--- begin RECORDS TO USE ---

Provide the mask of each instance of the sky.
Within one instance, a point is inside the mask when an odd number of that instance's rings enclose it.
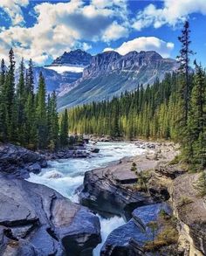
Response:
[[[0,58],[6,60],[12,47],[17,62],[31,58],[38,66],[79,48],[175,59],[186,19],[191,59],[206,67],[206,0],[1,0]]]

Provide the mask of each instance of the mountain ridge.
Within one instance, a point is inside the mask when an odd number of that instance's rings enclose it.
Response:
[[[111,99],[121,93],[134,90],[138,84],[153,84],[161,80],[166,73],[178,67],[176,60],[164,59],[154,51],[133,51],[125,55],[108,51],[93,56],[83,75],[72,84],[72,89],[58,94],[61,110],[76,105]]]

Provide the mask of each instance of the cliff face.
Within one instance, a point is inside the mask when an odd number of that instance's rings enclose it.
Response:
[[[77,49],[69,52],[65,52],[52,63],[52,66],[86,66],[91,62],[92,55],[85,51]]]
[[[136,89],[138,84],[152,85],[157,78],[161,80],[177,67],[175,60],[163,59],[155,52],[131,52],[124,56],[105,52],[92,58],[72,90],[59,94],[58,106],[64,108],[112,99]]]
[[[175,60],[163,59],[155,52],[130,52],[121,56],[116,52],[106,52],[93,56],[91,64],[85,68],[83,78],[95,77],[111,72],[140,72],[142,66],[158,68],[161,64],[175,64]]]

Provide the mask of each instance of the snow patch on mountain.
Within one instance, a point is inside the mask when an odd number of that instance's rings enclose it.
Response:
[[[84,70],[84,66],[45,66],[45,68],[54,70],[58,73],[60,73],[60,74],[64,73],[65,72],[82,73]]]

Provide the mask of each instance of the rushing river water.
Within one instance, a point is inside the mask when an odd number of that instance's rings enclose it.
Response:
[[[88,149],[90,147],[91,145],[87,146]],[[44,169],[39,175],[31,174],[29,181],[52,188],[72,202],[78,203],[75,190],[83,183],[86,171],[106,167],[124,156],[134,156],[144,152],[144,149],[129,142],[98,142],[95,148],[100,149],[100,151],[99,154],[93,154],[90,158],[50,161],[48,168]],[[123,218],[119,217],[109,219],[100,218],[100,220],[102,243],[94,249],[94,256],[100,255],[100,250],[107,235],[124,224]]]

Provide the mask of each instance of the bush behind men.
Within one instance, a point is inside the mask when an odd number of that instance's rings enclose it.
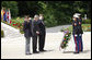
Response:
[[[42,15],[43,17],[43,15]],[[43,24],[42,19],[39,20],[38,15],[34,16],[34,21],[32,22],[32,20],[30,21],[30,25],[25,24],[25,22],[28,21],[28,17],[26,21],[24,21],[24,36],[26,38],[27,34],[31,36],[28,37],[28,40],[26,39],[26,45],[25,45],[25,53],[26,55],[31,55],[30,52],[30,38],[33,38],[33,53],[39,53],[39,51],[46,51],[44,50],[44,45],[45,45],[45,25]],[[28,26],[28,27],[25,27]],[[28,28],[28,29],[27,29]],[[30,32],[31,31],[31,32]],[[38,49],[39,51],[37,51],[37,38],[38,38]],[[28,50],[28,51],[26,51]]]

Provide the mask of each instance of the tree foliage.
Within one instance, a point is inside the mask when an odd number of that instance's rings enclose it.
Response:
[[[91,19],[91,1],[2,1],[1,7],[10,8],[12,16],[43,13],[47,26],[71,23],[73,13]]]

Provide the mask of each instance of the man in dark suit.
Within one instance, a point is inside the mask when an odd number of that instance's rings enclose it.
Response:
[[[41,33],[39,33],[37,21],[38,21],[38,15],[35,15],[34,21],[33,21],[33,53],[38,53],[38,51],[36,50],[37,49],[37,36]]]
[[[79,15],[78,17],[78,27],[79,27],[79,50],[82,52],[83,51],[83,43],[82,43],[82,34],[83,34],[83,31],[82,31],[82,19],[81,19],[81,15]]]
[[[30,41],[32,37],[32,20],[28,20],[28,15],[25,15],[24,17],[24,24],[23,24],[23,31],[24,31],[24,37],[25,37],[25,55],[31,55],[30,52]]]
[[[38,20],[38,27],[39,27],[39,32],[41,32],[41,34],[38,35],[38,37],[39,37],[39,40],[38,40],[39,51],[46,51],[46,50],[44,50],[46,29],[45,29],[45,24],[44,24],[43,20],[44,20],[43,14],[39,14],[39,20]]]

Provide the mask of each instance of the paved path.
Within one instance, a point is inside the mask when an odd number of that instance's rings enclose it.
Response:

--- end RECORDS TO USE ---
--- begin RECORDS TO USE ---

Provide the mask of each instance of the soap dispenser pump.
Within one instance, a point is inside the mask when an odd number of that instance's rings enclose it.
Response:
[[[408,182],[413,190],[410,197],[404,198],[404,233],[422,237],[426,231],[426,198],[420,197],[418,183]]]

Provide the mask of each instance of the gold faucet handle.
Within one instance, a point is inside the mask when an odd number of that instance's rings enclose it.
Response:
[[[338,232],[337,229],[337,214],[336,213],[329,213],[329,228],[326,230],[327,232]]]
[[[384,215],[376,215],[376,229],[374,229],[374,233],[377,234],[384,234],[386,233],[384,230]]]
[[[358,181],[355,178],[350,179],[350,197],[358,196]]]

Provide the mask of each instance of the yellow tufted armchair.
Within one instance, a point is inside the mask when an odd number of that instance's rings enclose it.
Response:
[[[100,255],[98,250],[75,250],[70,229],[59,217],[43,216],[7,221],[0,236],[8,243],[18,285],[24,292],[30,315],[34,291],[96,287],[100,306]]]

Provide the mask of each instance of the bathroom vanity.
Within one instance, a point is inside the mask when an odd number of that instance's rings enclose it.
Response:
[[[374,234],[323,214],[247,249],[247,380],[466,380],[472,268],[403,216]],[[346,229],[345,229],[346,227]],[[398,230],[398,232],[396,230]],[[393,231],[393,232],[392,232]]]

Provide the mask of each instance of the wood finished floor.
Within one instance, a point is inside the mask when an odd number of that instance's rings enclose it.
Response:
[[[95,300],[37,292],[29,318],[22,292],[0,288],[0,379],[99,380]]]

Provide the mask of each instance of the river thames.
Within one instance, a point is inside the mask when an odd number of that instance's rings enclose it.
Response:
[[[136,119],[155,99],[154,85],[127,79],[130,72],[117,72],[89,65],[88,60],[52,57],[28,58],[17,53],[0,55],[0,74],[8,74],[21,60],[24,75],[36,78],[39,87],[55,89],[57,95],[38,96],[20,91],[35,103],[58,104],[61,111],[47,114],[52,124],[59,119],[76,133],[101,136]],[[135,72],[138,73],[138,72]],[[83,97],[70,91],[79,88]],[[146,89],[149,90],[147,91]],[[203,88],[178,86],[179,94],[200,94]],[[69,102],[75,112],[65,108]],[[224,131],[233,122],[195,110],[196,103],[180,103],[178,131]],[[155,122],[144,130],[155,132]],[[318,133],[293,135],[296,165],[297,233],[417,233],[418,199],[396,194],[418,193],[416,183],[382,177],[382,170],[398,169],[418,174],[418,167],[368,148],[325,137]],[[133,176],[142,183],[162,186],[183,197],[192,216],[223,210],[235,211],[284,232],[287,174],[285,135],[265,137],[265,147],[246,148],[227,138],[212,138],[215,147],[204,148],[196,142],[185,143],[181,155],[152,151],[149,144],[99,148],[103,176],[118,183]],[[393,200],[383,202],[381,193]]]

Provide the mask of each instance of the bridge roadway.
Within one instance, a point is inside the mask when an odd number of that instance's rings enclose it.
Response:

--- end RECORDS TO USE ---
--- begin RECORDS TO USE ---

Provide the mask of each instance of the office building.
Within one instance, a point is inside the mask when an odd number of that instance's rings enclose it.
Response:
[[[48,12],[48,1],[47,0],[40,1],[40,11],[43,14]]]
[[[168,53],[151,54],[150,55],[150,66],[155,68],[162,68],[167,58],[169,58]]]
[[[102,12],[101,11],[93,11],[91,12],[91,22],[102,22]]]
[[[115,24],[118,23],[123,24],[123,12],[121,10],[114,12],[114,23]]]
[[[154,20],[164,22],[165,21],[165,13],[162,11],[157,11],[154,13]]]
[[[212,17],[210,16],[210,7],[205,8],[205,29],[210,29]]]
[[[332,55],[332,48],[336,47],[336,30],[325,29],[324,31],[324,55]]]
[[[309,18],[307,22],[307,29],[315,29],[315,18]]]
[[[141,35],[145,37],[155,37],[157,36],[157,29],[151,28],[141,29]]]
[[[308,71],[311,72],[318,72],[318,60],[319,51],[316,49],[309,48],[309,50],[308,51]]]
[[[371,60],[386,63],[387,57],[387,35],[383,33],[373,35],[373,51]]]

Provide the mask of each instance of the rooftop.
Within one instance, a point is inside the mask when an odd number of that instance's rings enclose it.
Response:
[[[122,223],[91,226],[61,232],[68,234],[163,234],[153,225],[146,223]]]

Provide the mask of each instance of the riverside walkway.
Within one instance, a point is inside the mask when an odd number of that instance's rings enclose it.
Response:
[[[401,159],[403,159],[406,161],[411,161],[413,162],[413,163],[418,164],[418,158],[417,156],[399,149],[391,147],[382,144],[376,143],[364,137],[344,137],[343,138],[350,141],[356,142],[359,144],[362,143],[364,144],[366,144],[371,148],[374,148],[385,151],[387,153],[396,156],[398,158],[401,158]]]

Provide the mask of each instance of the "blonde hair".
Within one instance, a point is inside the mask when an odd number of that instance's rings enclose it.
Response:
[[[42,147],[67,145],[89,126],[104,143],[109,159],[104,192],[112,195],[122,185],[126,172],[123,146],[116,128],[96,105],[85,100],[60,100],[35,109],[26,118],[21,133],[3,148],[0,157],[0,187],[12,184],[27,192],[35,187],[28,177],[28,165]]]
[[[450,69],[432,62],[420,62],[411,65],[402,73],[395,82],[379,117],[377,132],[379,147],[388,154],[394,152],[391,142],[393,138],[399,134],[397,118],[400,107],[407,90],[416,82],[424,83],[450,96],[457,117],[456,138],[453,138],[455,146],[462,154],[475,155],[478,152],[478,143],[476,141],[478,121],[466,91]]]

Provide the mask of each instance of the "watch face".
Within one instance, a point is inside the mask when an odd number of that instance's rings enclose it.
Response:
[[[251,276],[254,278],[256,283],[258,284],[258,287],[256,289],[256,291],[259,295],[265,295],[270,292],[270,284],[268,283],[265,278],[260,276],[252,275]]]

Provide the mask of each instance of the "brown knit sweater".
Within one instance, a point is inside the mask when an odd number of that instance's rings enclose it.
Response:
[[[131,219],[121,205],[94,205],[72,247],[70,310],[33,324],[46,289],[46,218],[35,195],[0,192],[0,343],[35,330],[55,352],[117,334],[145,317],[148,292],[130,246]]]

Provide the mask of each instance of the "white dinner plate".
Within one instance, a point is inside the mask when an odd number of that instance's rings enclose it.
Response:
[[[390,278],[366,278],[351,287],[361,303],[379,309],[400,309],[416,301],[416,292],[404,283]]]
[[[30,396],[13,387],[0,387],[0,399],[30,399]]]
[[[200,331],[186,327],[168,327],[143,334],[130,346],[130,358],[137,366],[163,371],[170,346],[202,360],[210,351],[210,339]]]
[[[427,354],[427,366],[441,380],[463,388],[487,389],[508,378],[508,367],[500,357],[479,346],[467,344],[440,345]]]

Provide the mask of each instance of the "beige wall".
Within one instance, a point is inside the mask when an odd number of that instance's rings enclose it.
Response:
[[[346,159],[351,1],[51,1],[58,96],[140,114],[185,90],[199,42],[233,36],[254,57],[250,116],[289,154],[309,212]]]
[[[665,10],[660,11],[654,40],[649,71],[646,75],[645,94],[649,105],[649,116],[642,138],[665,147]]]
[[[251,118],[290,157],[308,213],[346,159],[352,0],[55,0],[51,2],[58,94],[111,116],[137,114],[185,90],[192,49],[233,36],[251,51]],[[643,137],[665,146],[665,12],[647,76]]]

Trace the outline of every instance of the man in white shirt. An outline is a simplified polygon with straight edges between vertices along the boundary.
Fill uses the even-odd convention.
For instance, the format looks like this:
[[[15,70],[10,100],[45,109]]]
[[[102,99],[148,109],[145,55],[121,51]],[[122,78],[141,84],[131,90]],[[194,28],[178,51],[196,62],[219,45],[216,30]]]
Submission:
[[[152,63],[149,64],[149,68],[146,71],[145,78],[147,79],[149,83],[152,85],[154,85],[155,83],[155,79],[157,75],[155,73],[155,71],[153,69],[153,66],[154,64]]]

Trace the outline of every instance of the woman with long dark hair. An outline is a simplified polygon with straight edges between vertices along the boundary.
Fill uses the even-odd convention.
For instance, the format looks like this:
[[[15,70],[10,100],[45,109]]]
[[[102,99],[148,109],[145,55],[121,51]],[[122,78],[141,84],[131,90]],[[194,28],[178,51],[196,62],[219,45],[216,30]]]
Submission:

--- end RECORDS TO USE ---

● **THE EXERCISE**
Output the stretch from the line that contains "Provide the mask of each instance of the office" through the line that contains "[[[102,12],[101,11],[93,11],[91,12],[91,22],[102,22]]]", both included, as a JSON list of strings with one string per line and blank lines left out.

● **SOLVED EXERCISE**
[
  "Provide the mask of each instance of the office building.",
  "Within one instance, a point is inside the mask when an odd number of that instance's rings enclose it.",
  "Response:",
  "[[[48,12],[48,1],[47,0],[40,1],[40,11],[43,14]]]",
  "[[[168,53],[151,54],[150,55],[150,66],[155,68],[162,68],[167,58],[169,58]]]",
  "[[[102,12],[101,11],[93,11],[91,12],[91,22],[102,22]]]"
]